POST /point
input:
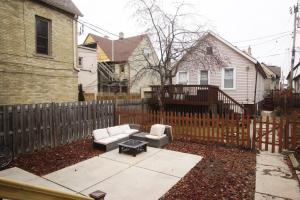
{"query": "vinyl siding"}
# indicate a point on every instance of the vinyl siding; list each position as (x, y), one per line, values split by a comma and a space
(244, 69)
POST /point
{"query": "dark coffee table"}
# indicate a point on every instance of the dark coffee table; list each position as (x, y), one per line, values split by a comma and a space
(132, 147)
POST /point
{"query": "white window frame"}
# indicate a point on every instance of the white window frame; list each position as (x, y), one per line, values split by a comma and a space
(199, 76)
(223, 80)
(187, 76)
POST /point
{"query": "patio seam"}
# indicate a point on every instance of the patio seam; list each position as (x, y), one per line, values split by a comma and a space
(120, 170)
(273, 195)
(161, 172)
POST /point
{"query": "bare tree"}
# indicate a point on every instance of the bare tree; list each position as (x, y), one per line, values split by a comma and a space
(173, 37)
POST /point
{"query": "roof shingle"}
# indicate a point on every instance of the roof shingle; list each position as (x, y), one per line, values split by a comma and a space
(123, 48)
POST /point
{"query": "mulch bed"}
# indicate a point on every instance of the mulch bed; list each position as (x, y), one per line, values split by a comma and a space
(223, 173)
(50, 160)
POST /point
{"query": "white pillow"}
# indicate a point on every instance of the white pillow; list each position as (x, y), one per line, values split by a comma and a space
(114, 130)
(157, 129)
(125, 127)
(100, 134)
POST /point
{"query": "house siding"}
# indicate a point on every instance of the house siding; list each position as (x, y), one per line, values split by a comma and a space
(88, 74)
(24, 76)
(245, 73)
(136, 62)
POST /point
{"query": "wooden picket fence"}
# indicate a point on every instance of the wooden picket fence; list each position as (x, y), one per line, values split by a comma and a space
(241, 131)
(28, 128)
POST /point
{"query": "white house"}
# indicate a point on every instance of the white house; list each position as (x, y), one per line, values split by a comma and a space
(241, 76)
(88, 74)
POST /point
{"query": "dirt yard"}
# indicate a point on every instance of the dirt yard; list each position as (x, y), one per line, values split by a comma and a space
(223, 173)
(50, 160)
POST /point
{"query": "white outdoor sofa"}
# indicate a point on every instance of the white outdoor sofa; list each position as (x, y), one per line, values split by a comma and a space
(108, 138)
(159, 136)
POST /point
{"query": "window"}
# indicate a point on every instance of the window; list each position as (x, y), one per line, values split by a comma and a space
(203, 77)
(80, 59)
(122, 68)
(146, 53)
(182, 78)
(228, 78)
(42, 27)
(209, 51)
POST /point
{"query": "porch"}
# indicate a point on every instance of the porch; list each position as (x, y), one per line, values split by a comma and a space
(207, 97)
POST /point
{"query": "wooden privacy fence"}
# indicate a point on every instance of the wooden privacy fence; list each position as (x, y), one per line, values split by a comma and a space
(195, 128)
(271, 135)
(27, 128)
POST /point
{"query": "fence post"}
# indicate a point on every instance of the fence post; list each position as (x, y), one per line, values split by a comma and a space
(252, 133)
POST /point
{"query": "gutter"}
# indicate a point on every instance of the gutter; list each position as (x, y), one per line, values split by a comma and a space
(255, 92)
(75, 44)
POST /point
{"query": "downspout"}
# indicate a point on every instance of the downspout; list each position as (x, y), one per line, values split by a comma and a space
(75, 43)
(255, 110)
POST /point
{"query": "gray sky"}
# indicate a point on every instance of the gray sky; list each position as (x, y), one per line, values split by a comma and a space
(234, 20)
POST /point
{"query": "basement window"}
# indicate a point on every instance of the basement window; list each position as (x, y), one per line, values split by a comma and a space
(209, 51)
(42, 27)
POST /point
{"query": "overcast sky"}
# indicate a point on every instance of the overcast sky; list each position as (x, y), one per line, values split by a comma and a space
(234, 20)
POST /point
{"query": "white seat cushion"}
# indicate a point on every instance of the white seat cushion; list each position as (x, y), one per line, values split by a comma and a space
(121, 136)
(99, 134)
(131, 131)
(125, 127)
(107, 140)
(114, 130)
(157, 129)
(154, 137)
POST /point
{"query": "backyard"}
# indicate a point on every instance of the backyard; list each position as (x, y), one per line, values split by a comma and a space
(223, 173)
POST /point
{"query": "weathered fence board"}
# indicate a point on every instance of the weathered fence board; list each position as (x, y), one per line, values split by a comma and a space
(271, 134)
(29, 128)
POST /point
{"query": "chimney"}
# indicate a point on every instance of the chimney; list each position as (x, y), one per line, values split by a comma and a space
(249, 51)
(121, 36)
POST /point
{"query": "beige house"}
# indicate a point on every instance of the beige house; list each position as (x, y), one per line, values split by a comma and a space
(272, 81)
(241, 76)
(120, 62)
(87, 65)
(38, 51)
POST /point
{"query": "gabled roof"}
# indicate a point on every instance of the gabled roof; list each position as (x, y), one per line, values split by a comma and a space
(275, 69)
(234, 48)
(65, 5)
(123, 48)
(268, 72)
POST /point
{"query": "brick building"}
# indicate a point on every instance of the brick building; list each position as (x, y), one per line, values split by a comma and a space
(38, 51)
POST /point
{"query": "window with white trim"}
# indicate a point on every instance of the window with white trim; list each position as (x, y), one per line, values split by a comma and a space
(80, 59)
(182, 78)
(228, 78)
(203, 77)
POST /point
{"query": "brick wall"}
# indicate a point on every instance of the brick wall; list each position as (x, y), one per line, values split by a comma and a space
(26, 77)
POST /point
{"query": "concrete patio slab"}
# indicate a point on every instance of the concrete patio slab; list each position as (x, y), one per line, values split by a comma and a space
(123, 176)
(18, 174)
(274, 178)
(84, 174)
(259, 196)
(265, 158)
(170, 162)
(125, 158)
(135, 184)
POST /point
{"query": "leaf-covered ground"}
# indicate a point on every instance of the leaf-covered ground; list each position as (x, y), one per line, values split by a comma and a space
(223, 173)
(50, 160)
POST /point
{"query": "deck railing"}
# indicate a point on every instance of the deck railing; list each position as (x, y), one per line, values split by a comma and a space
(206, 95)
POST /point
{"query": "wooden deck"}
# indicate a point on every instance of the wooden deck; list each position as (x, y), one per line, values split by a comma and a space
(211, 97)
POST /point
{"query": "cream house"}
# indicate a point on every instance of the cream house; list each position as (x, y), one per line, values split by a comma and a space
(241, 76)
(120, 62)
(87, 65)
(38, 42)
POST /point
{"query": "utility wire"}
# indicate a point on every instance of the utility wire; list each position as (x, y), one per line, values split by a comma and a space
(264, 42)
(259, 38)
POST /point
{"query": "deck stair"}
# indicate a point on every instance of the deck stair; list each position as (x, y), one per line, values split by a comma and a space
____________
EXERCISE GOAL =>
Leave out the pictures and give the listing above again exactly.

EXERCISE ANSWER =>
POST /point
input:
{"query": "vinyl siding"}
# indicate a point on every instance of the vinyl siding; list each position as (x, y), one per line, values split by a comma and a space
(244, 69)
POST /point
{"query": "dark coffee table"}
# indicate a point on every instance of the dark coffee table; list each position as (x, y), one per line, values split by a comma and a space
(132, 147)
POST /point
{"query": "white window frame"}
# indicate a point on every instance of the white window frame; list each position as (x, y), one per line, values split by a comma and a space
(199, 76)
(223, 80)
(187, 76)
POST /point
{"query": "patio seam"}
# indicate a point on every instance of the patio seam; list each position as (x, y), one per line, values split by a comma and a space
(120, 170)
(273, 195)
(161, 172)
POST /point
{"query": "bare tree"}
# indicate a point on every instance of the bare tree; list each position as (x, y), one per line, values split by a comma and a space
(173, 37)
POST /point
{"query": "roof shingle"}
# indicate a point on every instance of the roof shingle; list each position as (x, y), one per line, values split by a comma and a space
(123, 48)
POST /point
{"query": "mulch bed"}
# indicate a point on every instance of the mulch bed; list each position as (x, y), one per line, values split by a comma and a space
(223, 173)
(50, 160)
POST /point
{"query": "white pillow"}
# indicate a point on every instance of the white pillow; list each position as (x, y), one per line, values split by a comma and a space
(114, 130)
(157, 129)
(125, 127)
(100, 134)
POST /point
{"query": "house siding"}
# indicate a point on every instance of the house siding; list each position as (x, y), one per line, values split by a comma and a space
(88, 74)
(24, 76)
(245, 73)
(136, 62)
POST /point
{"query": "wooden picket fence"}
# indicate a point on every instance of the wooden picket fence; list each position as (x, y), one per line, values split by a comma and a space
(241, 131)
(28, 128)
POST /point
{"query": "white house"}
# indicate a point on every instance of the white house; list each position as (x, y), one per line, values split by a comma and a space
(241, 76)
(88, 74)
POST /point
{"query": "dirt yard"}
# indicate a point on every instance of the dirt yard; list each position as (x, y), one per line, values split by a comma and a space
(223, 173)
(50, 160)
POST /point
{"query": "white outdoor sofa"}
# indicate a point on every instance of the white outdoor sofa; list each position as (x, y), one per line, values split by a comma and a space
(108, 138)
(159, 136)
POST /point
{"query": "window"}
# indicate a point on every instance of the window; list each position as (x, y), one per line, values split by a comma and a space
(203, 77)
(80, 59)
(122, 68)
(146, 53)
(182, 78)
(228, 78)
(42, 27)
(209, 51)
POST /point
{"query": "porch"}
# indicate a point on every instance of the porch; list each position as (x, y), one per line, values split by a comma and a space
(207, 97)
POST /point
{"query": "wooden privacy fence"}
# indicate a point on every instance of the wooden privacy fence; list each position as (x, y), one per line, values split by a comma and a space
(195, 128)
(271, 135)
(27, 128)
POST /point
{"query": "fence post"}
# indicate a point on every instance of the fence post; list each position as (x, y), one per line, values split by a comma and a space
(252, 133)
POST /point
{"query": "gutter"}
# indicate a point on every instance of the gutter; list each position as (x, y), one per line, values split by a comma and a space
(255, 92)
(75, 44)
POST /point
{"query": "downspout"}
# indicate a point on every instance of the downspout; list each position as (x, y), one per line, values split by a comma and a space
(75, 43)
(255, 110)
POST /point
{"query": "gray sky"}
# indicate a point on every instance of the gray sky; list each position as (x, y), one per line, values split by a comma and a space
(234, 20)
POST /point
{"query": "basement window"}
# indicate a point on every instance of the basement window; list each position as (x, y), one per line, values split by a comma and a space
(209, 51)
(42, 27)
POST /point
{"query": "overcast sky"}
# indicate a point on every instance of the overcast sky; list each position as (x, y), one per line, values split by a comma and a space
(234, 20)
POST /point
{"query": "white seat cushion"}
# indicate a point on every instance of the white seat cushion; list each position as (x, y), one per line, values split by a comma and a space
(121, 136)
(99, 134)
(131, 131)
(125, 127)
(107, 140)
(114, 130)
(157, 129)
(154, 137)
POST /point
{"query": "backyard"}
# indicate a point on every instance of the backyard; list each position as (x, y), one per line, values split by a comma and a space
(223, 173)
POST /point
{"query": "weathered fence board"}
# indicate a point on every instance of the weathered fence board; list each position as (x, y), one per line, values split by a comma and a space
(271, 134)
(29, 128)
POST /point
{"query": "chimney"}
# indicate a point on every instance of the chimney; list each position as (x, y), one per line, values split by a comma and a space
(249, 51)
(121, 36)
POST /point
{"query": "beige house"}
# indicate a point on every instance of the beige house; list each position as (x, y), one per line, values split by a comma and a space
(272, 81)
(241, 76)
(120, 62)
(87, 65)
(38, 51)
POST /point
{"query": "gabled roof"}
# indicate a point on every instance of the gabled roof; list each position as (x, y), one per line, values split by a comma and a space
(275, 69)
(234, 48)
(65, 5)
(123, 48)
(268, 72)
POST /point
{"query": "brick building"}
# indicate a point on every instance of the brick building; list each position as (x, y), one per line, values split by a comma and a space
(38, 51)
POST /point
{"query": "window with white trim"}
# indicate a point on every instance of the window with white trim; list each position as (x, y), one per line, values split by a comma and a space
(80, 59)
(182, 78)
(228, 78)
(203, 77)
POST /point
{"query": "brick wall"}
# indicate a point on every instance of the brick wall; list each position as (x, y), one per line, values split by a comma and a space
(26, 77)
POST /point
{"query": "concrete patio slab"}
# indicate a point on every instance of the concrete patio slab; list each position as (x, y), one per line, values split by a comma and a space
(123, 176)
(18, 174)
(274, 178)
(84, 174)
(259, 196)
(265, 158)
(170, 162)
(125, 158)
(135, 184)
POST /point
{"query": "leaf-covered ground"}
# indicate a point on every instance of the leaf-covered ground; list each position as (x, y), one per line, values split by a comma and a space
(223, 173)
(50, 160)
POST /point
{"query": "deck railing"}
# indicate a point on every instance of the deck railing; list each position as (x, y), one per line, values split by a comma and a space
(206, 95)
POST /point
{"query": "wooden deck"}
# indicate a point on every instance of the wooden deck; list each position as (x, y), one per line, values split by a comma and a space
(211, 97)
POST /point
{"query": "cream house"}
# indicate a point on every instance of the cream house; list each position as (x, y), one per line, values split by a comma and a space
(241, 76)
(120, 62)
(87, 65)
(38, 42)
POST /point
{"query": "utility wire"}
# indicate a point on every instance of the utility wire; list each position as (x, y), one per line, values split by a comma and a space
(264, 42)
(259, 38)
POST /point
{"query": "deck stair"}
# indicate a point on every instance of the deck stair; list each position as (x, y), one per line, values split by a comma and a space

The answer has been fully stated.